* begin *
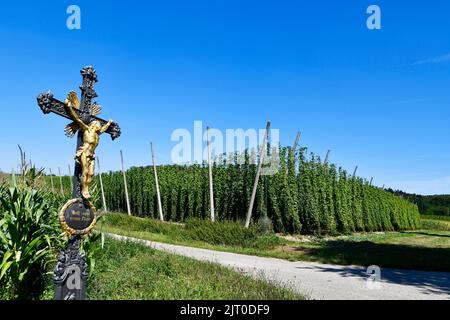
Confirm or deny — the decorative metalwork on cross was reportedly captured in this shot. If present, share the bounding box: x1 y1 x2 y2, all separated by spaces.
37 66 121 300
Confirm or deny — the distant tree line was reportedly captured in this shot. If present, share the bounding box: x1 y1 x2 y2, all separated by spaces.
386 189 450 216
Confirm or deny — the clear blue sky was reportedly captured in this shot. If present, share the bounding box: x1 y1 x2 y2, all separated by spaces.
0 0 450 194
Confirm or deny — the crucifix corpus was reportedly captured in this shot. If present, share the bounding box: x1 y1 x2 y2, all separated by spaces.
37 66 121 300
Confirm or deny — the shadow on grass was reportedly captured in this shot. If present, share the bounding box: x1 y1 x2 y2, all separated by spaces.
295 240 450 272
298 241 450 298
406 231 450 238
300 265 450 299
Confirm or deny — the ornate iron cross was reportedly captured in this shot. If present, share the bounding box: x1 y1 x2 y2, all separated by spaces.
37 66 121 198
37 67 120 300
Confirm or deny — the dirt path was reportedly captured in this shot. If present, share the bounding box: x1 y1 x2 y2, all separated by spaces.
106 234 450 300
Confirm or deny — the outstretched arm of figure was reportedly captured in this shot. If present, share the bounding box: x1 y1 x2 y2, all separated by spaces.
66 105 88 130
100 119 112 133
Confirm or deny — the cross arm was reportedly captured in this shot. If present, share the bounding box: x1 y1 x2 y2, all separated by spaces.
37 91 121 140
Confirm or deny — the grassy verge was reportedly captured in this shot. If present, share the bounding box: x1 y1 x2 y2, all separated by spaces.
421 215 450 231
88 238 303 300
97 214 450 271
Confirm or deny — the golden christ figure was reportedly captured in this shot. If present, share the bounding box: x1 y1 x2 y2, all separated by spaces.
64 91 113 199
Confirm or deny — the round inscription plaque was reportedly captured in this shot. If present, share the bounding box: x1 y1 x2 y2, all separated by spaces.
59 198 97 236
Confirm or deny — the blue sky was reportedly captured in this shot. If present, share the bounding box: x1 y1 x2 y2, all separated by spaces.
0 0 450 194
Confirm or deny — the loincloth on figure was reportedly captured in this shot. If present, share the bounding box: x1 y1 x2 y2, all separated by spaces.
75 145 95 163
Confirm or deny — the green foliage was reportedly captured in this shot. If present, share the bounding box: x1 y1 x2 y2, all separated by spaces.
0 185 61 299
386 189 450 217
92 147 420 234
87 239 303 300
102 213 281 248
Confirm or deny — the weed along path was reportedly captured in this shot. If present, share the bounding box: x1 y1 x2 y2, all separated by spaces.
105 233 450 300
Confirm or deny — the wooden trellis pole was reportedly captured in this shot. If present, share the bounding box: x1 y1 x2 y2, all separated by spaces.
245 121 270 228
292 131 302 152
353 166 358 179
49 168 55 193
206 127 214 222
97 157 108 212
150 142 164 221
67 164 73 192
120 150 131 216
323 150 330 165
58 167 64 196
286 131 302 175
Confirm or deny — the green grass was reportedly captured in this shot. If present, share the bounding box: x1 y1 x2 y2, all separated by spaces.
421 215 450 231
88 238 303 300
97 214 450 271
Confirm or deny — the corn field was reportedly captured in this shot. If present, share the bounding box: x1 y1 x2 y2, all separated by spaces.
42 147 420 234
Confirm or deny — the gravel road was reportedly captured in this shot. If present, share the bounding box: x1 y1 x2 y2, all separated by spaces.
106 234 450 300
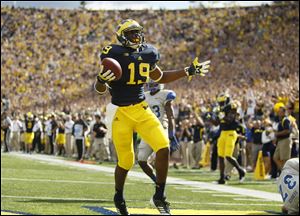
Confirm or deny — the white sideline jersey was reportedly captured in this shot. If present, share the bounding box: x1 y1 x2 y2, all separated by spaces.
145 89 176 124
277 158 299 214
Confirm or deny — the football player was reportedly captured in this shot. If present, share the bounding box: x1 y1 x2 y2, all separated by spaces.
94 19 210 214
138 81 179 183
217 94 246 184
24 112 34 153
277 158 299 215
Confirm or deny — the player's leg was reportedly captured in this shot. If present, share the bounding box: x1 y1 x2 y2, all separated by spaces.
* end *
[AIM]: Tally the lines above that contain the word "path", and give only that number.

[ANSWER TO THIS EXERCISE]: 2